*What you are asked to do*. Write out the records below as a two-column CSV with the header columns request and points. Give one row for each request, with its text in the first column and its answer in the second, each in a single quoted field, and replace every line break with a space.

*Supplied material*.
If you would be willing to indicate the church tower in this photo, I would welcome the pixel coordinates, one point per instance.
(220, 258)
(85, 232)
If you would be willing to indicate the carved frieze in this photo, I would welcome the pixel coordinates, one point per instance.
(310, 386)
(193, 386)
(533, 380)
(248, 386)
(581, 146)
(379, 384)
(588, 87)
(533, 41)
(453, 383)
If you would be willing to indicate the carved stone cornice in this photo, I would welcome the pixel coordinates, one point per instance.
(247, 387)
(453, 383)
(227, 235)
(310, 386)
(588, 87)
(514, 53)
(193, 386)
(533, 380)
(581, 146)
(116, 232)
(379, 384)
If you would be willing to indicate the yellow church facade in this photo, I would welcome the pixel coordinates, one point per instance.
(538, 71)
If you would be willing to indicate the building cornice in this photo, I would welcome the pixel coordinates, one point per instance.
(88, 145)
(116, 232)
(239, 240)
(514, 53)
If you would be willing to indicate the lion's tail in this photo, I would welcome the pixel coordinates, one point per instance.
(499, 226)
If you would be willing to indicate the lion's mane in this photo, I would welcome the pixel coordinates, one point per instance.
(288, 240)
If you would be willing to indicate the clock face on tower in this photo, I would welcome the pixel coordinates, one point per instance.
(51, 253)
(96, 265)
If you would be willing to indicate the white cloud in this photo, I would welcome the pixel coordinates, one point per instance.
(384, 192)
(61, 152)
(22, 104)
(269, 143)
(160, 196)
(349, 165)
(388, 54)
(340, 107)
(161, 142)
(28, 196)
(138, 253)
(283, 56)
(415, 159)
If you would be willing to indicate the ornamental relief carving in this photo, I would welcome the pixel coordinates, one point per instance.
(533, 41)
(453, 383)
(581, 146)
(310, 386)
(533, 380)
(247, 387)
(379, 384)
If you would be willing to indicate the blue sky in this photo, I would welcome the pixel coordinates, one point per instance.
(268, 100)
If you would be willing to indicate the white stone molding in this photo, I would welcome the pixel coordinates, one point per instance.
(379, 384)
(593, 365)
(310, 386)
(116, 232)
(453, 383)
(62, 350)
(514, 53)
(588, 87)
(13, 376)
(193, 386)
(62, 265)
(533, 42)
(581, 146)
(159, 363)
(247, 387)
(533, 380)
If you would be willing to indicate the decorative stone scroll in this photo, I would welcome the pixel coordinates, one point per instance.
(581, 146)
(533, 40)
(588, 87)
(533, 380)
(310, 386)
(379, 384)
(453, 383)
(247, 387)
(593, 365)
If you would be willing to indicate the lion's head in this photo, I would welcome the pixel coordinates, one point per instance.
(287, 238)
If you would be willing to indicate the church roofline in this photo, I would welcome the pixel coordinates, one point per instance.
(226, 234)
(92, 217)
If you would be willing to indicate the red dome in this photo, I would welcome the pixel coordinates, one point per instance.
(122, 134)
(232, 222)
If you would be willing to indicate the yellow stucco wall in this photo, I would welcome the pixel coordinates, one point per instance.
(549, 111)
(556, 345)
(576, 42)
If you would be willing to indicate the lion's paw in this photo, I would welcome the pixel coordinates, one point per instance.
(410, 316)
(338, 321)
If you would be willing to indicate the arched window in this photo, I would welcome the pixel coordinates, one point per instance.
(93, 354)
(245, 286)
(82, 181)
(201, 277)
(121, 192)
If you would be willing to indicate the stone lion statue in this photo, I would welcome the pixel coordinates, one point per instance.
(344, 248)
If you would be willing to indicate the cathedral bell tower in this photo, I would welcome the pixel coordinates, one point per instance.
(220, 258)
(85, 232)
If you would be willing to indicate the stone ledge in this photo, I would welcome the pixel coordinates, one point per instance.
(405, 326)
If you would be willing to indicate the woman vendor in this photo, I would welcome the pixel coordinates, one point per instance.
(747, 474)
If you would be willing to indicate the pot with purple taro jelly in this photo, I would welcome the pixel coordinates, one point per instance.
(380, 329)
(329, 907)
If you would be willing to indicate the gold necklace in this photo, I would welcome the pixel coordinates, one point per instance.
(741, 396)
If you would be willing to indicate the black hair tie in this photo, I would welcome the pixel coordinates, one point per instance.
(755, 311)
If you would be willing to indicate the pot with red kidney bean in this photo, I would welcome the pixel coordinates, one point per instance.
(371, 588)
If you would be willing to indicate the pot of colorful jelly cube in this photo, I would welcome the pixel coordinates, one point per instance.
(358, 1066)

*Correct response*.
request,points
"If you would be willing to indicate the church tower in this photo, I would welcome the pixel coordinates, one point per instance.","(220, 258) (85, 232)"
"If you would be willing to indicate the carved frieze in this photo, I would welcome the pixel coordinates, one point per instance.","(310, 386) (193, 386) (533, 380) (248, 386) (581, 146) (379, 384) (588, 87) (533, 41) (453, 383)"
"If you would be willing to indicate the carved stone cornice in this photo, I would welcome the pixel coordinates, one point per instance.","(247, 387) (453, 383) (227, 235) (310, 386) (588, 87) (514, 53) (193, 386) (533, 380) (581, 146) (116, 232) (379, 384)"
"If you would be willing to indicate the yellow church facade in this photo, I would welcome the pixel coordinates, one point per instance.","(538, 71)"
"If you would be willing to indicate the building cornice in this photo, I would welcome the pixel coordinates, one point per instance.","(88, 145) (116, 232) (239, 240) (514, 53)"
"If you would be willing to indicate the lion's tail in this photo, I would welcome the pixel coordinates, one point per instance.","(499, 226)"
"If you would be willing to indicate the lion's mane in this photo, I would welcome the pixel coordinates, one point per instance.","(288, 240)"
"If you would be willing to indicate the clock face on tower in this photo, I would welcome the pixel coordinates, one point per instance.","(51, 253) (96, 265)"
"If you would be willing to indicate the white cloud in this photo, I would welcome the pixel coordinates, one point per instance.","(384, 192) (61, 152) (22, 104) (269, 143) (160, 196) (349, 165) (388, 54) (340, 107) (161, 142) (28, 196) (138, 253) (283, 56) (415, 159)"
"If you would be willing to indicate the ornamental relief carving in this photo, I would welcome the pixel coordinates, one point per instance.","(533, 41) (453, 383) (581, 146) (310, 386) (533, 380) (247, 387) (379, 384)"
"If you would be willing to indicate the blue sky in this photo, I would welcome the pixel coordinates, one point per instance.","(268, 100)"
"If you would be willing to indicate the white stone molding in this photo, I would welcome the pixel coordinates, one point per instance.","(379, 384) (593, 365) (310, 386) (116, 232) (453, 383) (62, 350) (514, 53) (588, 87) (13, 376) (193, 386) (62, 265) (533, 42) (581, 146) (159, 363) (247, 387) (533, 380)"
"If you would be willing to indicate the decorative stone scroll in this photo, I would welcome the pixel coordinates, one point per instance.","(581, 146) (533, 40) (588, 87) (533, 380) (310, 386) (379, 384) (453, 383) (247, 387) (593, 365)"
"If you would be willing to indicate the lion's head in this photo, I would welcome the pixel coordinates, one point per instance.","(287, 238)"
"If you would be willing to indicate the church roofline in this photo, I would welcome the pixel coordinates, one point per instance.","(226, 234) (92, 217)"
"If you would be willing to indicate the red dome in this photo, I would welcome the pixel coordinates, one point per instance.","(122, 134) (232, 222)"
"If you would be willing to indicate the yellow stucco wall in this photo, I would welcome the pixel coordinates, one point per instance.","(549, 111) (556, 345) (576, 42)"
"If you would be willing to indicate the lion's paw in this photo, I would welcome the pixel coordinates, one point per instance.","(410, 316) (338, 321)"
"If you would be willing to indicate the arched window in this photo, I would welcome the pixel coordinates, one point per instance.","(93, 354) (245, 286) (82, 181) (201, 277) (121, 192)"
"If you would be willing to indicate the stone lion statue in this photo, I would welcome the pixel coordinates, one point per instance.","(344, 248)"
"If you would be willing to indicate the cathedral bell tower in this photo, I would welcome the pixel coordinates, one point per instance.","(220, 258) (85, 232)"
"If you would be willing to indicate the stone ledge in this photo, I would welcome the pixel coordinates, one point per instance.","(405, 326)"
"If you would be willing to indicate the woman vendor in this photo, I would welcome the pixel coordinates, one point per instance.","(747, 474)"
"If you would be willing to indicate the pot with purple taro jelly in this photo, I would welcome the pixel coordinates, one point per instance.","(380, 329) (329, 907)"
"If you would be willing to indicate the gold necklace in this photo, I would welcome the pixel coordinates, one point per instance.","(741, 396)"
"If you would be willing to indicate the black hair tie in this photo, I would welcome the pixel coordinates, one point per instance.","(755, 311)"
"If you would be willing to indicate the pot with red kidney bean in this photo, I would welcome the pixel coordinates, one point per instance.","(371, 588)"
"If you would be willing to indicate the pot of colorful jelly cube in this photo, I would welcome the pixel coordinates, one point per instance.","(358, 1066)"